**Brief**
Copy the lines below word for word, keeping every one and leaving their order unchanged.

○ ○ ○ ○ ○ ○ ○

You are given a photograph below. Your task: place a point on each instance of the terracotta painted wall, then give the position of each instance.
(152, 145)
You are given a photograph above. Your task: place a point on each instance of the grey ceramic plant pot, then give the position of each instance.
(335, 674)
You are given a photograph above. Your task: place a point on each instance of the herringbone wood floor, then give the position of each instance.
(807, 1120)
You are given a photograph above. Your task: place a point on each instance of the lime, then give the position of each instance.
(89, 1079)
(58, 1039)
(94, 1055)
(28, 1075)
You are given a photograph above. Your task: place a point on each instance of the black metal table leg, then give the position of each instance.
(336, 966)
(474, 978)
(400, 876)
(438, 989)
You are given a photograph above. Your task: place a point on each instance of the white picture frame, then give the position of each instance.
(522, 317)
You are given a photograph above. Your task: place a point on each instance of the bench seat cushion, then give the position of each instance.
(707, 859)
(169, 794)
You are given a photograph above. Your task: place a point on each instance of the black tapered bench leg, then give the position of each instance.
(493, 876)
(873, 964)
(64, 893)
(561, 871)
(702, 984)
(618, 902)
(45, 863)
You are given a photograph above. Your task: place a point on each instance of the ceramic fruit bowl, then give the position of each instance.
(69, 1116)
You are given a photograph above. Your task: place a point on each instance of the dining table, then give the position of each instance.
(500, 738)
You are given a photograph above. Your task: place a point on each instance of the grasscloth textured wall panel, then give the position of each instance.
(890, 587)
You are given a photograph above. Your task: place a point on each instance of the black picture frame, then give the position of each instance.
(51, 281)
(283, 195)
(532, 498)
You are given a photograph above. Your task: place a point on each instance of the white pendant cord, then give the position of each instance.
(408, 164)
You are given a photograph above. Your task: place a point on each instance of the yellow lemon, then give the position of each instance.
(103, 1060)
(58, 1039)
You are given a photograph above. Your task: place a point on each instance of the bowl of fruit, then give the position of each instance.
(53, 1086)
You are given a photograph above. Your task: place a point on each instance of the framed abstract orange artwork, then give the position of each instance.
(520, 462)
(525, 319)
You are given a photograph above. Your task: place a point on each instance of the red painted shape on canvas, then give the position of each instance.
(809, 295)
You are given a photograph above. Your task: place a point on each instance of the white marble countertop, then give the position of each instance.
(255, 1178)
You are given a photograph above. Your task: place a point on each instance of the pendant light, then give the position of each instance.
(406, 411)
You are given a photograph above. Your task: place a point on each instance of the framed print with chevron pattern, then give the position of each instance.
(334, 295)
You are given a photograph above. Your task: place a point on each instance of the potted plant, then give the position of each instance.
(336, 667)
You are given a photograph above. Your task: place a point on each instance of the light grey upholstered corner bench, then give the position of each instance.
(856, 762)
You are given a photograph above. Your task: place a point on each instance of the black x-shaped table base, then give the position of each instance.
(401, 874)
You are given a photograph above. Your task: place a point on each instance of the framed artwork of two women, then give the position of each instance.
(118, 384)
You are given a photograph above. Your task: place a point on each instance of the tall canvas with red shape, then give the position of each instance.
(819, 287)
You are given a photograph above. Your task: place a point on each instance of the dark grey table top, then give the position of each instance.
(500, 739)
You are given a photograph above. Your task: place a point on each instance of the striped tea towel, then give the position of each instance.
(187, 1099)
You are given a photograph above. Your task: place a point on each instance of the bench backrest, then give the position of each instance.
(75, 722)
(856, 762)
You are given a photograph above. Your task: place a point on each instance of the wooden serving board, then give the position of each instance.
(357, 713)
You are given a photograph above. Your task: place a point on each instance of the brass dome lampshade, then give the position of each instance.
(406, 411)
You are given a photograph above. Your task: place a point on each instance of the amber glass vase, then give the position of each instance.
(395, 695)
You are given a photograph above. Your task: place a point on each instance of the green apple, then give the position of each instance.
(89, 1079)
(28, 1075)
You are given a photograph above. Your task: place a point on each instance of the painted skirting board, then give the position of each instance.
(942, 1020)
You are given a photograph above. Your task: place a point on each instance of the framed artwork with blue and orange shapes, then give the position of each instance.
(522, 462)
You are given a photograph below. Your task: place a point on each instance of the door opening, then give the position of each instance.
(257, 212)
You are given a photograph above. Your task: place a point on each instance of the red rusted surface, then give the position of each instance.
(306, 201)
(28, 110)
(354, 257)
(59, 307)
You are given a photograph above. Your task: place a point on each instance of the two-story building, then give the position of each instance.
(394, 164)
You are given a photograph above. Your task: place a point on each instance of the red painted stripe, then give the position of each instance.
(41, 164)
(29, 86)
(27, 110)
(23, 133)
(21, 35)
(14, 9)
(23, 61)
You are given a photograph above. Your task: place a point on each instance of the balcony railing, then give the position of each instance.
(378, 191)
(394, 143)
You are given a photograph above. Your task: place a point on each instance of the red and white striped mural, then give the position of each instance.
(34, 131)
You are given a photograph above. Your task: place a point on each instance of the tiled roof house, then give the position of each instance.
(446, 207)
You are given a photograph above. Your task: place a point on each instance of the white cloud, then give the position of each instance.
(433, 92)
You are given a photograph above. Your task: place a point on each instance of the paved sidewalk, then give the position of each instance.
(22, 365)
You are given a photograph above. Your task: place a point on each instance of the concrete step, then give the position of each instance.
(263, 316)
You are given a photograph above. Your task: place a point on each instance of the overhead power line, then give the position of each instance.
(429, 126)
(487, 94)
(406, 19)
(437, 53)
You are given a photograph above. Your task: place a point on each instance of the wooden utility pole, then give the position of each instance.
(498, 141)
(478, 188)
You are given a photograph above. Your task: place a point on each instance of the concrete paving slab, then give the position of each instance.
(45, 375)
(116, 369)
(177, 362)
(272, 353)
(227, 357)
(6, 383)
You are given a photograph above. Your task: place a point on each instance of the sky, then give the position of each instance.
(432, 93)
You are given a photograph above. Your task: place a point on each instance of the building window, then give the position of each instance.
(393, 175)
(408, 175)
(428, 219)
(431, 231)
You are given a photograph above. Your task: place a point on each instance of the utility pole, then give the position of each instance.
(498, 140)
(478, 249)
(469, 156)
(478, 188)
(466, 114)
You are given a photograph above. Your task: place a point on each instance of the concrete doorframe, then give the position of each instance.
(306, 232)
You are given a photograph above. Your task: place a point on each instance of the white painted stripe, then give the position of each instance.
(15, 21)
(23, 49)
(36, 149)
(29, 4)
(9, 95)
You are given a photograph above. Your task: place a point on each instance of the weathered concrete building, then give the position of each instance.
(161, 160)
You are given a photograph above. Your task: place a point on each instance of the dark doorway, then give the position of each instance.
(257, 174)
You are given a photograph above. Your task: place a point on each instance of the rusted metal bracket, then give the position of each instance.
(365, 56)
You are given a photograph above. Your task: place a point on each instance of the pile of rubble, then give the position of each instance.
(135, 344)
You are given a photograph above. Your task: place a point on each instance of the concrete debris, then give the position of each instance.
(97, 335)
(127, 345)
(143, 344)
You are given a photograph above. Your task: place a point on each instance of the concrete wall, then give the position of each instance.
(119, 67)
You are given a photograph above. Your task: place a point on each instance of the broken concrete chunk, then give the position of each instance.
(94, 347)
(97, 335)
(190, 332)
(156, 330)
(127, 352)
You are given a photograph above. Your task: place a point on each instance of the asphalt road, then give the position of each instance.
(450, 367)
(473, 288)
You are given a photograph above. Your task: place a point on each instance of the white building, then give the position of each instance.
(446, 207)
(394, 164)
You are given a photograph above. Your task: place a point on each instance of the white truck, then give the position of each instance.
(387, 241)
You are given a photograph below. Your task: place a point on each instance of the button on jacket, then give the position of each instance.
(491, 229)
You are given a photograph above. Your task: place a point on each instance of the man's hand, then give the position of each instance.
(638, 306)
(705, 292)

○ ○ ○ ○ ○ ○ ○

**Reply**
You are given a photograph below. Your task: place a point on each instance of the terracotta painted wall, then give the position of each instance.
(152, 145)
You are given a photograph above. Your task: place a point on each instance of the grey ceramic plant pot, then give the position of each instance.
(335, 674)
You are given a photograph above. Your task: place a point on each instance of the herringbone wood floor, then give the position of each instance.
(807, 1120)
You are given a photograph above. Your task: place a point on each instance of the lime, then give the position of each instance.
(89, 1079)
(58, 1039)
(94, 1055)
(28, 1075)
You are given a photograph above. Your task: place a point on each instance of the black metal table leg, then give the position of each instance.
(336, 966)
(474, 978)
(400, 876)
(438, 989)
You are given a photograph above. Your task: place a point on each instance of the white picture frame, then give the position of each instance.
(522, 317)
You are given a photograph above. Your task: place a point on each instance of the bench seat cushion, then give the position of each instance.
(707, 859)
(169, 794)
You are given a photograph above. Your task: place a point on each instance of the black tapered bench leg, then give the position of each instance.
(493, 876)
(873, 964)
(64, 893)
(561, 871)
(702, 984)
(618, 902)
(45, 863)
You are given a photograph above. Your task: place a point on each instance of the ceramic fruit bowl, then give the position of each instance.
(69, 1116)
You are given a photograph above. Your task: place a point on each instance of the dining table, then give the position of each instance.
(500, 738)
You are given a photograph above. Your task: place a point on each instance of the grasscloth textured wall panel, then give the position of each instance.
(890, 587)
You are given a photograph above. Your task: place a point on each instance of the black picture frame, then give the position of each instance.
(51, 281)
(283, 195)
(532, 498)
You are given a photograph above. Your task: place a point on each instance of the white pendant cord, then give the position of each instance.
(408, 164)
You are given a photograph above. Your task: place a point on each instance of the yellow lemon, then give the position of each instance.
(103, 1060)
(58, 1039)
You are given a photograph above. Your task: place a point on each instance of the bowl of fruit, then give the position of each instance.
(53, 1086)
You are given a photograph above. Your task: place a point on each instance of the framed abstract orange artwork, then give the position of each instance.
(520, 462)
(525, 319)
You are given a photograph above. Your task: place a point on each instance of the red painted shape on canvas, then give the position of each instance.
(809, 295)
You are given a photograph above. Your task: place a point on each instance of the white marble countertop, then give the position of each instance.
(255, 1178)
You are given a photograph above. Your task: place a point on each instance of the pendant light, then give the position of each instance.
(406, 411)
You are given a photograph above. Your task: place a point on each instance of the framed print with chevron pattern, then give the position of each instance.
(334, 295)
You are given a photograph above. Your task: place a point on each instance of the potted plant, then give the position of each instance.
(336, 667)
You are given a photograph above. Your task: place a point on each instance of the light grey upholstered corner bench, then give the position of each instance.
(856, 762)
You are given a photograph above. Your task: place a point on each instance of the black x-shaped table base, then give the position of each instance.
(401, 874)
You are given a photograph above. Your task: place a point on each instance of the framed artwork of two women, then give the position of each instance.
(118, 384)
You are given a photograph above. Your task: place a point on each instance of the tall canvas with red shape, then give the position of each instance.
(819, 287)
You are given a photograph above. Your task: place a point on each instance of the dark grey table top, then give the position of each instance.
(500, 739)
You are given a photograph above. Your task: place a point on each instance of the striped tea towel, then give the position of each instance.
(187, 1099)
You are given a photograph above. Your task: place a point on each instance of the bench backrest, then give the position of each instance.
(75, 722)
(856, 762)
You are given a photograph above. Your task: place a point on each instance of the wooden serving board, then give the position of each instance.
(357, 713)
You are given a photograph above. Your task: place a point on each instance of the brass dome lampshade, then give the position of each instance.
(406, 411)
You are given a photograph above. Your task: place a point on each instance of the amber glass vase, then give the position of each instance.
(395, 695)
You are given a photograph above. Your task: place a point on each instance of the green apple, then give the position of each instance.
(89, 1079)
(28, 1075)
You are given a photograph above. Your task: place a point on each instance of the painted skirting board, then give the position of each instance.
(942, 1020)
You are given a photograph above. Your task: place a point on each instance of the framed artwork with blue and orange shapes, then give the position of each instance.
(522, 462)
You are given a photograph below. Your task: place a point on each instance of the door opening, then give the position of each instance.
(257, 212)
You are given a photograph above. Your task: place a point on each instance of the red rusted surface, then give the position of each instance.
(306, 201)
(28, 110)
(354, 257)
(59, 307)
You are given a photograph above. Your task: place a point on each instance of the two-story building, then give the position of each instance.
(394, 164)
You are given a photograph above. Your task: place a point on each instance of the red painted stripe, then give the position of each instance.
(41, 164)
(29, 86)
(27, 110)
(23, 133)
(21, 35)
(14, 9)
(23, 61)
You are given a photograph above. Your task: place a point on each instance of the balcony railing, then give the position of each instance.
(378, 191)
(394, 143)
You are given a photograph above. Your task: place a point on each instance of the red and white striped mural, then give the position of each instance.
(34, 131)
You are given a photograph above. Your task: place a point on each instance of the tiled roof house, then give the position of each instance.
(446, 207)
You are given a photograph above. Your task: place a point on each instance of the white cloud, then give the position of each instance.
(433, 92)
You are given a photograph above. Your task: place a point on each instance of the paved sidewalk, then give the position of each instance.
(22, 365)
You are given a photograph above. Your task: place a point on each instance of the concrete step, then give the position of each instance.
(263, 316)
You are given a photograph above. Your task: place a point on each instance of the overhead power line, then give the position of each instance.
(429, 126)
(487, 94)
(406, 19)
(437, 53)
You are given a photograph above. Your task: place a point on each instance of the wooden utility pole, then give the position of each instance.
(498, 141)
(478, 188)
You are given a photograph above. Your task: place a point on each instance of the concrete paving slab, then give the position of each instance.
(45, 375)
(116, 369)
(177, 362)
(272, 353)
(227, 357)
(6, 383)
You are given a photograph above. Your task: place a point on each instance of the sky, then give the position of each instance.
(432, 93)
You are given a photograph above. Your task: place a point on each instance of the building window, then give the position of each instance.
(393, 175)
(408, 175)
(428, 219)
(431, 231)
You are given a photograph above. Your task: place a point on each instance of the utility pole, then give the position of each instance.
(498, 140)
(478, 249)
(469, 156)
(478, 188)
(466, 114)
You are given a photograph above. Your task: place a point on each instance of the concrete doorframe, then give the position of each instance.
(306, 232)
You are given a photograph above. Your task: place a point on each instance of the white painted stripe, then give the position of each instance.
(15, 21)
(23, 49)
(36, 149)
(29, 4)
(9, 95)
You are given a photograph above. Your task: place a point on each instance of the weathered concrete building, then give the position of each instance.
(161, 160)
You are given a photograph above. Your task: place a point on each instance of the dark doorway, then give the position of each instance.
(257, 174)
You are given a photograph above. Your task: place a point on each instance of the rusted metal bracket, then give the position of each instance.
(365, 56)
You are given a photograph above. Your task: place a point on each instance of the pile of rubble, then give the position of each instance.
(135, 344)
You are given a photograph above. Your task: place a point on each instance of the concrete debris, then give the position of each instance.
(97, 335)
(127, 345)
(143, 344)
You are given a photograph above. Your task: place a point on each instance of the concrete wall, then give the position of each instance.
(119, 67)
You are given a photograph above. Your task: place a point on each instance of the broken concrete chunk, then give the position of each instance.
(94, 347)
(97, 335)
(190, 332)
(156, 330)
(127, 352)
You are given a photograph above. Your task: place a point on each instance of the asphalt road, then give the position of each instance.
(450, 367)
(473, 288)
You are given a photograph above. Your task: place a point on each instance of the white building, then give the position of each instance.
(446, 207)
(394, 164)
You are given a photograph above. Your task: place a point on each instance of the white truck, then give the position of each instance.
(387, 241)
You are given a photograph below. Your task: place a point on each instance of the button on jacket, then give the position of each instance.
(491, 229)
You are given a photograph above. Your task: place a point on each instance of the man's hand, then give the position of each instance.
(638, 306)
(705, 292)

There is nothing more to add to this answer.